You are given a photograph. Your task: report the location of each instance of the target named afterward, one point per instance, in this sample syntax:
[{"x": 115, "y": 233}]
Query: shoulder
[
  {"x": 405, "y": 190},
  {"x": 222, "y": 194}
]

◇ ◇ ◇ ◇ ◇

Stated exercise:
In the material above, switch "shoulder" to "elbow" and reproduce everything else unchanged.

Task output:
You are given a photograph. Your task: report the location of each instance of the target named afterward, one point per instance, in this sample syntax:
[{"x": 115, "y": 233}]
Query: elbow
[
  {"x": 405, "y": 190},
  {"x": 222, "y": 194}
]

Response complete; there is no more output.